◆ **TEXT BLOCK**
As Shakespeare’s Wars of the Roses comes to Kingston, Charles Raspin meets one of its stars, Rufus Hound – the actor and stand-up comedian with a revolutionary bent
With its mad kings, bloody battles and muddied allegiances, the period in British history known as the Wars of the Roses might seem familiar to fans of Game of Thrones. However, as with so many great stories, Shakespeare got there first.
The Bard’s portrayal of those troubled times spans four plays: Henry VI Parts 1, 2 and 3, and Richard III, which in 1963 were distilled down into a trilogy, and performed to great acclaim. This month they’re being restaged for the first time, as The Wars of the Roses at the Rose Theatre in Kingston, with the celebrated director Sir Trevor Nunn at the helm.
Given the plays’ grim subject matter, it might surprise some to find TV comedian and local star Rufus Hound in the cast. After all, perhaps his best-known theatrical role has been the dim-witted Francis Henshall, hero of One Man Two Guvnors, a role he inherited from James Corden.
“I saw James on stage, and I thought that part was totally suited to a stand-up comic. They'd breeze through it,” he notes, wryly. “Six months later a phone rings, and suddenly I’m auditioning.”
Is Rufus now making a deliberate shift towards serious theatre?
“Oh, no, don’t put it like that,” he groans. “It’s got an awful flavour; like I’m trying to rebrand myself. I’m not. I grew up loving theatre, and I always wanted to be part of the gang that told those stories. The chance to do Shakespeare with Trevor Nunn came up, and I’d have to be some sort of idiot to turn that down. It’s no more planned than that, really.”
“What I’ve found I love about the theatre is being part of a great team of people, who are all on the same page, for that one perfect night. That’s what you need on stage, or it all falls apart.”
Rufus (centre), in rehearsal with Oliver Cotton (right) and Kåre Conradi (left)
Does he miss stand-up comedy?
“I miss stand-up comedians,” he replies, after a pause. “I miss spending a lot of time with very funny men and women. The rest of it? Not so much.”
“Mind you, the last gig I did was at The Comedy Store in London. I finished the show thinking that a performance on that stage was the highest point I’d hoped for when I started, and now I’d done it. Unbeknownst to me, standing backstage was Eddie Izzard, one of my biggest heroes. I told him what a coincidence it was – that someone who inspired me would be there on my last night. He just laughed and said no-one quits being a stand-up. You’re just a stand-up doing other things – you’ll always come back.”
As we speak, Rufus has just finished filming Beautiful Devils, a modern retelling of Othello, another Shakespeare play, through the lens of a young band newly signed to a record company. He’s also guest-starred in an episode of Doctor Who, which will hit our screens this month.

◆ **PROBLEMS TO SOLVE**
A. Repeat word for word the passage of the interview from "As Shakespeare’s Wars" up to and including "got there first.".
B. Answer these questions using the interview:
(i) In what year were the four Shakespeare plays distilled into a trilogy?
(ii) What character did Rufus Hound play in One Man Two Guvnors?
(iii) At what venue did he do his last stand-up gig?
Rely solely on the interview for your answers.

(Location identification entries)
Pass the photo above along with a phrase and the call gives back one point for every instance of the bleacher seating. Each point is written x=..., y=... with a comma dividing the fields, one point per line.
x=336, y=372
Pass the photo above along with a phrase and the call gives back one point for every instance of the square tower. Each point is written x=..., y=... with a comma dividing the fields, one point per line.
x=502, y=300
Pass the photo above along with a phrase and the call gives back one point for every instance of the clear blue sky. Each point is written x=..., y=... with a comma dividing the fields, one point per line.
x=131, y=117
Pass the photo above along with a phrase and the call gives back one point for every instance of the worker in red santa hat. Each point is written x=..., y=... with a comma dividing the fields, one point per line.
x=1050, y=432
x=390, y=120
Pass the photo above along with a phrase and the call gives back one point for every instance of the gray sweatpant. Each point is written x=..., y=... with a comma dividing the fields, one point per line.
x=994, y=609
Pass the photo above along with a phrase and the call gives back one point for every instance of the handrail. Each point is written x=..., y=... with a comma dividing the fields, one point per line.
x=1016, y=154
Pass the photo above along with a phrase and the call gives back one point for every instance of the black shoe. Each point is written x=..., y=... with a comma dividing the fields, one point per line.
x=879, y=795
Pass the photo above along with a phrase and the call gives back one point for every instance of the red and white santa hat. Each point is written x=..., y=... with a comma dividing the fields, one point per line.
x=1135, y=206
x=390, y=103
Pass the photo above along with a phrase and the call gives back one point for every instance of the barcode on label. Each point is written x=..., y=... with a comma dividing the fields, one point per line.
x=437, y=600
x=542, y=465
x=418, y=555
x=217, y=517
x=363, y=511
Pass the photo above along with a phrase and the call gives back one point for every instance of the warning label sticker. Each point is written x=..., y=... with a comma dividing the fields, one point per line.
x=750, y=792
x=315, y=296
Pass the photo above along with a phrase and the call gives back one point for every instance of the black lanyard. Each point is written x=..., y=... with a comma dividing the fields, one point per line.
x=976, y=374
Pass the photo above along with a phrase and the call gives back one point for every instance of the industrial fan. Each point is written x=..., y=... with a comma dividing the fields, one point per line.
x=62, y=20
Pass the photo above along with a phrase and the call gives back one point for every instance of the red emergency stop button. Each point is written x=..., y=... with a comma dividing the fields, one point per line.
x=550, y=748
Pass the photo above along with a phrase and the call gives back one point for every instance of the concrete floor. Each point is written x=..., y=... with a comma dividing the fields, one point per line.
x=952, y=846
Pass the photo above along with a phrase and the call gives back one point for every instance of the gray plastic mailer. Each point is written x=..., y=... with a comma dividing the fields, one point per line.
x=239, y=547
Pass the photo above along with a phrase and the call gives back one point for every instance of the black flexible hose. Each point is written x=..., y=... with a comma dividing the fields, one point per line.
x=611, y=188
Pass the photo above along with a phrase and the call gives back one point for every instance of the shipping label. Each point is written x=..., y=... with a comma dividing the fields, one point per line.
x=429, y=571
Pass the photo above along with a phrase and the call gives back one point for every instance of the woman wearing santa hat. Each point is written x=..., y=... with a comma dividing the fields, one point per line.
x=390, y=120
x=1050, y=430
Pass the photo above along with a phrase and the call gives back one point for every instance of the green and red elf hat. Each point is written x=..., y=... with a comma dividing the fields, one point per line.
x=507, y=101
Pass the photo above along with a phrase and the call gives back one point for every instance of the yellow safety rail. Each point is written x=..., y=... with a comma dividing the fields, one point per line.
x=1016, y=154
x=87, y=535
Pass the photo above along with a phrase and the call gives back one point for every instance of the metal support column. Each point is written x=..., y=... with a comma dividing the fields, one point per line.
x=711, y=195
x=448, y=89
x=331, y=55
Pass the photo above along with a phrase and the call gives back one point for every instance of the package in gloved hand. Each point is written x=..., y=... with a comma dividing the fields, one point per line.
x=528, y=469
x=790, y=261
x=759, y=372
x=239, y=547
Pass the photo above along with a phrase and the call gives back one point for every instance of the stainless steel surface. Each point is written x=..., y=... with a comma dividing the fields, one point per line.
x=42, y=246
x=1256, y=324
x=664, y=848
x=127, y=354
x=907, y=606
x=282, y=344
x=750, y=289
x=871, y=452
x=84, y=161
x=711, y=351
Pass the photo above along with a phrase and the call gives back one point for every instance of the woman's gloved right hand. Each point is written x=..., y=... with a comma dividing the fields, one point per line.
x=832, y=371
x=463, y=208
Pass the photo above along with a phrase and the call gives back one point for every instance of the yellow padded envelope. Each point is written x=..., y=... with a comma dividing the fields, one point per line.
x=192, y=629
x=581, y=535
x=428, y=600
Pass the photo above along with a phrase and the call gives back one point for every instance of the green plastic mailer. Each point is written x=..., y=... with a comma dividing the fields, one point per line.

◆ **RESPONSES IN ORDER**
A.
As Shakespeare’s Wars of the Roses comes to Kingston, Charles Raspin meets one of its stars, Rufus Hound – the actor and stand-up comedian with a revolutionary bent
With its mad kings, bloody battles and muddied allegiances, the period in British history known as the Wars of the Roses might seem familiar to fans of Game of Thrones. However, as with so many great stories, Shakespeare got there first.

B.
(i) 1963
(ii) Francis Henshall
(iii) The Comedy Store in London